Rewrite the lines of the records below as a numbered list, leaving out the blank lines.

* Begin PROVIDED INFORMATION *

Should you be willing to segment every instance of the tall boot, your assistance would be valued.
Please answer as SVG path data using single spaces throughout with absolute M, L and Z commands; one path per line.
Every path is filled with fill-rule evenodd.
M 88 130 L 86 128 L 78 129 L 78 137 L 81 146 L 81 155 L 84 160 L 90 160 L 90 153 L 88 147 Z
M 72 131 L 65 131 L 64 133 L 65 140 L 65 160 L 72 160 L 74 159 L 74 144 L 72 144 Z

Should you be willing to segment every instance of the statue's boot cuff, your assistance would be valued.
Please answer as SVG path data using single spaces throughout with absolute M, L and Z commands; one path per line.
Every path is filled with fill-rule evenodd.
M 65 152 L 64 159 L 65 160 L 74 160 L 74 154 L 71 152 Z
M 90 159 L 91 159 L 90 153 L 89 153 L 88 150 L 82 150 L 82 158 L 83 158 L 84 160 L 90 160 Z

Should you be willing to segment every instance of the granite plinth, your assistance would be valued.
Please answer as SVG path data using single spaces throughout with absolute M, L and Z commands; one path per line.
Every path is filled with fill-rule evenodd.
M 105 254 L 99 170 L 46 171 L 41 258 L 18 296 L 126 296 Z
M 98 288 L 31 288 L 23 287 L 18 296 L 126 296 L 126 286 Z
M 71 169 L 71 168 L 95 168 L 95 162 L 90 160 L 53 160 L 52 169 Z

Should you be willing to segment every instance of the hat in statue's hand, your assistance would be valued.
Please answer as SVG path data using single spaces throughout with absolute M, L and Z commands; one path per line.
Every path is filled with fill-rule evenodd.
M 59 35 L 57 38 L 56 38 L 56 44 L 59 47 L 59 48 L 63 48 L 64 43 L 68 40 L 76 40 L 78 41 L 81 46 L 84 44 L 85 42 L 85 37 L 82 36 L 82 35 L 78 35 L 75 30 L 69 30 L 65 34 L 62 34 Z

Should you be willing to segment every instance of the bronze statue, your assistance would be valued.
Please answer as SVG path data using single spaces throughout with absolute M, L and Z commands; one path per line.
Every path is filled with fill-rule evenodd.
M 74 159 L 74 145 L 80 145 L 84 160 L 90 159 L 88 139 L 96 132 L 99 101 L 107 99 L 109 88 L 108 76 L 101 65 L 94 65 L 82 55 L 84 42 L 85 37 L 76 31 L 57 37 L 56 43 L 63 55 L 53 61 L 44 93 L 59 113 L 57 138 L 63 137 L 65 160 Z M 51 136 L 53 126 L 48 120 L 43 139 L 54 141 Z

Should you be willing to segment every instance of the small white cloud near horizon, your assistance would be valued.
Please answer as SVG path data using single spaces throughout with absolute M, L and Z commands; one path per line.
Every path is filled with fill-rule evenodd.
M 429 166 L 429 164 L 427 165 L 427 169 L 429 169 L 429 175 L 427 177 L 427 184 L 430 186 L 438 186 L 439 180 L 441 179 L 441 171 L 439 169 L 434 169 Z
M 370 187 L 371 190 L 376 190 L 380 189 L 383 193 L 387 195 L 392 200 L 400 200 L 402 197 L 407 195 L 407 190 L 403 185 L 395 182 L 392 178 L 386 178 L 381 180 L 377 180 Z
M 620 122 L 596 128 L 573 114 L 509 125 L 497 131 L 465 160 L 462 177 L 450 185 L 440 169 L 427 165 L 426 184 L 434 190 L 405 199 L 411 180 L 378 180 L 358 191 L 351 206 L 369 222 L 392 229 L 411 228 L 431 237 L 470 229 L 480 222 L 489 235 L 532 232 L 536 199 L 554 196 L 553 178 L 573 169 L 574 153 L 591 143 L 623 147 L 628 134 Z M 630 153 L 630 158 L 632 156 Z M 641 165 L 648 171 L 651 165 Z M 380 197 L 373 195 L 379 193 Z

* End PROVIDED INFORMATION *

RESPONSE TO THE TASK:
1. Should you be willing to segment every instance of the tall boot, your assistance would be valued.
2. Please answer as SVG path data using single spaces throughout with absolute M, L and Z commands; one path per line.
3. Every path is filled with fill-rule evenodd.
4. M 88 130 L 86 128 L 78 129 L 78 137 L 81 146 L 81 155 L 84 160 L 90 160 L 90 153 L 88 147 Z
5. M 72 131 L 65 131 L 64 133 L 65 140 L 65 160 L 72 160 L 74 159 L 74 144 L 72 144 Z
6. Should you be willing to segment every instance of the statue's boot cuff, your assistance would be valued.
7. Please answer as SVG path data using single spaces throughout with absolute M, L and Z commands; one path per line.
8. Every path is filled with fill-rule evenodd.
9. M 65 152 L 64 159 L 65 160 L 74 160 L 74 154 L 71 152 Z
10. M 90 159 L 91 159 L 90 153 L 89 153 L 88 150 L 82 150 L 82 158 L 83 158 L 84 160 L 90 160 Z
11. Should you be willing to segment every instance of the granite plinth, your assistance would be valued.
12. Please answer as SVG path data using single spaces throughout with absolute M, L and Z commands; one path per line.
13. Every path is filled with fill-rule evenodd.
14. M 105 254 L 99 170 L 46 171 L 41 258 L 18 296 L 126 296 Z
15. M 98 288 L 31 288 L 23 287 L 18 296 L 126 296 L 126 286 Z
16. M 71 169 L 71 168 L 95 168 L 95 162 L 90 160 L 53 160 L 52 169 Z
17. Should you be willing to segment every instance of the hat in statue's hand, your assistance would be valued.
18. Please answer as SVG path data using single spaces throughout with absolute M, L and Z commands; one path per line.
19. Every path is filled with fill-rule evenodd.
20. M 59 35 L 57 38 L 56 38 L 56 44 L 59 47 L 59 48 L 63 48 L 64 43 L 68 40 L 76 40 L 78 41 L 81 46 L 84 44 L 85 42 L 85 37 L 82 36 L 82 35 L 78 35 L 75 30 L 69 30 L 65 34 L 62 34 Z
21. Should you be willing to segment every instance of the bronze statue, your assistance would be valued.
22. Please answer as SVG path data using single spaces throughout with absolute M, L and Z commands; one path per line.
23. Every path is filled with fill-rule evenodd.
24. M 74 159 L 74 145 L 80 145 L 84 160 L 90 159 L 88 139 L 96 132 L 99 101 L 107 99 L 109 88 L 108 76 L 101 65 L 94 65 L 82 55 L 84 42 L 85 37 L 76 31 L 57 37 L 56 43 L 63 55 L 53 61 L 44 93 L 59 113 L 57 138 L 63 137 L 65 160 Z M 51 136 L 53 126 L 48 120 L 43 139 L 54 141 Z
25. Should you be willing to segment every instance of the small white cloud near horizon, your assistance would be valued.
26. Please answer as SVG path data using single spaces throughout with absolute M, L and Z commands; one path per line.
27. Every path is filled with fill-rule evenodd.
28. M 429 166 L 429 164 L 427 165 L 427 169 L 429 169 L 429 175 L 427 177 L 427 184 L 430 186 L 438 186 L 439 180 L 441 179 L 441 171 L 439 169 L 434 169 Z
29. M 370 187 L 371 190 L 376 190 L 380 189 L 383 193 L 387 195 L 392 200 L 400 200 L 402 197 L 407 195 L 407 190 L 403 185 L 395 182 L 392 178 L 386 178 L 381 180 L 377 180 Z
30. M 620 122 L 596 128 L 573 114 L 509 125 L 497 131 L 465 160 L 462 177 L 450 185 L 440 169 L 427 165 L 426 184 L 434 190 L 405 199 L 411 180 L 378 180 L 358 191 L 351 206 L 369 222 L 392 229 L 411 228 L 431 237 L 470 229 L 480 222 L 489 235 L 532 232 L 536 199 L 554 196 L 553 178 L 573 169 L 574 153 L 591 143 L 623 147 L 628 134 Z M 630 153 L 630 158 L 632 156 Z M 641 165 L 648 171 L 651 165 Z M 380 197 L 373 195 L 379 193 Z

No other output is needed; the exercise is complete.